# Exercise:
Please copy the lines below, swapping every "top-left corner" for "upper-left corner" and leaving everything else unchanged.

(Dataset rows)
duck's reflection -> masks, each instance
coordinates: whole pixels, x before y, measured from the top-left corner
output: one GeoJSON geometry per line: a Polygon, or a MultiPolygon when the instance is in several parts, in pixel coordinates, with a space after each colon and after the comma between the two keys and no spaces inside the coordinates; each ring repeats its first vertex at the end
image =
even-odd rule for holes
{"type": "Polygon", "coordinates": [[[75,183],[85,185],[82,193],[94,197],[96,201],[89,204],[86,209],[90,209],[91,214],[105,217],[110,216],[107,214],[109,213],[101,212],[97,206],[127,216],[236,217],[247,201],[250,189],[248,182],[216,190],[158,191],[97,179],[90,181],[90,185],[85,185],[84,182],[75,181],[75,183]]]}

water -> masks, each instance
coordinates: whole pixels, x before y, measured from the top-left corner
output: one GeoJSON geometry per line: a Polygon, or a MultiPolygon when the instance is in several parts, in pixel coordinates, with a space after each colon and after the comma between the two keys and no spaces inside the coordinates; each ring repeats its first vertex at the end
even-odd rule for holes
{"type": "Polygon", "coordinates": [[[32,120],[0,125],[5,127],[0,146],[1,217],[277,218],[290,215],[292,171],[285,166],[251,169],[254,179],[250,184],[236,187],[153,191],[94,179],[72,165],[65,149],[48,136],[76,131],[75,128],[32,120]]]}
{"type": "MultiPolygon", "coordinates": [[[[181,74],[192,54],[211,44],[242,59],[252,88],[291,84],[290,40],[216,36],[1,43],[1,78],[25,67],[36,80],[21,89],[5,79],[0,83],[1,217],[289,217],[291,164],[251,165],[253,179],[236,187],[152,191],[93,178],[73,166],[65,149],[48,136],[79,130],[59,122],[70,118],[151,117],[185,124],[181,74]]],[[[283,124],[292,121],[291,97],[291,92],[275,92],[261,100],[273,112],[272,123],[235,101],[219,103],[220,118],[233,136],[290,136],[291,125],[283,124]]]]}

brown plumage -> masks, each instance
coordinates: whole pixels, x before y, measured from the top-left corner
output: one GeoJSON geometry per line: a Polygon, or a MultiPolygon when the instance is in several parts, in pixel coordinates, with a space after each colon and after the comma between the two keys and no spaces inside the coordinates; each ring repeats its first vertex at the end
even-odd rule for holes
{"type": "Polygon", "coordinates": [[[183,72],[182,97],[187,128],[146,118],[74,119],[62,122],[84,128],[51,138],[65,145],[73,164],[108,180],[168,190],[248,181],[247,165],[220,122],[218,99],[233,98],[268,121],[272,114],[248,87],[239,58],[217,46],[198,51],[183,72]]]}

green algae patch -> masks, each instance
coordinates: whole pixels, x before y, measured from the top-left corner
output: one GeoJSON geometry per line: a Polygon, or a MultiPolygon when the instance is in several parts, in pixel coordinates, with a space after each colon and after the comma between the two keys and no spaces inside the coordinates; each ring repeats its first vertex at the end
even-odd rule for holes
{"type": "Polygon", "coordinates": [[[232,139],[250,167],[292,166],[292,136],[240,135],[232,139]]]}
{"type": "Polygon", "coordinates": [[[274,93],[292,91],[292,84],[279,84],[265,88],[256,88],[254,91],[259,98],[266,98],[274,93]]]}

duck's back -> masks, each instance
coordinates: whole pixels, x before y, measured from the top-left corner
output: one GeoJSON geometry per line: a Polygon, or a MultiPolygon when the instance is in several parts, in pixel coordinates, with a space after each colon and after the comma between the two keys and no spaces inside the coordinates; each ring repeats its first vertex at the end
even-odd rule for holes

# Task response:
duck's reflection -> masks, each instance
coordinates: whole pixels, x before y, measured from the upper-left corner
output: one GeoJSON geometry per line: a Polygon, or a MultiPolygon when the instance is in several parts, in pixel coordinates, with a space after each colon and after the comma between the two keys and no spaces inside the coordinates; each ring repeats its first vertex at the end
image =
even-odd rule for holes
{"type": "Polygon", "coordinates": [[[75,183],[85,185],[82,193],[94,197],[96,201],[89,204],[86,209],[90,209],[91,214],[105,217],[110,216],[107,214],[109,213],[101,212],[97,206],[127,216],[236,217],[247,201],[250,189],[248,182],[216,190],[158,191],[97,179],[90,181],[90,185],[85,185],[84,182],[75,181],[75,183]]]}

water -> masks, each instance
coordinates: whole pixels, x before y, measured from the upper-left corner
output: one GeoJSON geometry per line: a Polygon, or a MultiPolygon when the instance is in several parts, in pixel coordinates, with a space after each colon and after the comma between the two keys and no spaces inside the coordinates; each ring repeats its first vertex at the end
even-odd rule for holes
{"type": "Polygon", "coordinates": [[[32,120],[0,125],[5,127],[0,146],[1,217],[277,218],[290,215],[292,171],[285,166],[251,169],[254,179],[250,184],[236,187],[153,191],[94,179],[72,165],[65,149],[48,136],[76,131],[75,128],[32,120]]]}
{"type": "MultiPolygon", "coordinates": [[[[181,74],[192,54],[211,44],[242,59],[252,88],[291,84],[290,40],[216,36],[1,43],[1,78],[25,67],[36,80],[21,89],[5,79],[0,83],[1,217],[289,217],[291,164],[251,165],[253,179],[236,187],[152,191],[93,178],[73,166],[65,149],[48,136],[79,130],[59,122],[70,118],[151,117],[185,124],[181,74]]],[[[283,124],[292,121],[291,97],[291,92],[275,92],[261,100],[273,112],[272,123],[235,101],[219,103],[220,118],[233,136],[290,136],[291,125],[283,124]]]]}

brown plumage -> masks, each instance
coordinates: whole pixels, x before y, measured from the upper-left corner
output: one GeoJSON geometry per line: a Polygon, or a MultiPolygon when the instance is in several parts, in pixel coordinates, with a space after each colon and after the comma between the two keys and no spaces inside the coordinates; each ring repeats its first vertex at the end
even-odd rule for holes
{"type": "Polygon", "coordinates": [[[183,72],[182,97],[187,128],[146,118],[74,119],[62,122],[84,128],[51,138],[65,145],[73,164],[108,180],[168,190],[248,181],[247,165],[220,122],[218,99],[233,98],[268,121],[272,114],[248,87],[239,58],[217,46],[198,51],[183,72]]]}

green algae patch -> masks, each instance
coordinates: whole pixels, x before y, measured from the upper-left corner
output: one GeoJSON geometry per line: a Polygon, or a MultiPolygon when the instance is in several parts, in pixel coordinates, with a space after each colon and after the comma between the two keys and no spaces inside the coordinates; each ring repeats its first vertex at the end
even-odd rule for holes
{"type": "Polygon", "coordinates": [[[232,139],[250,167],[292,166],[292,136],[240,135],[232,139]]]}
{"type": "Polygon", "coordinates": [[[274,93],[292,91],[292,84],[279,84],[265,88],[256,88],[254,91],[259,98],[266,98],[274,93]]]}

duck's back -> masks, each instance
coordinates: whole pixels, x before y, measured from the upper-left corner
output: one GeoJSON geometry per line: a Polygon, or a MultiPolygon when the instance is in several parts, in pixel coordinates, with a space after each colon and after the comma between the two keys and no spaces inside the coordinates; each ring repeats its first vertex at the end
even-odd rule for holes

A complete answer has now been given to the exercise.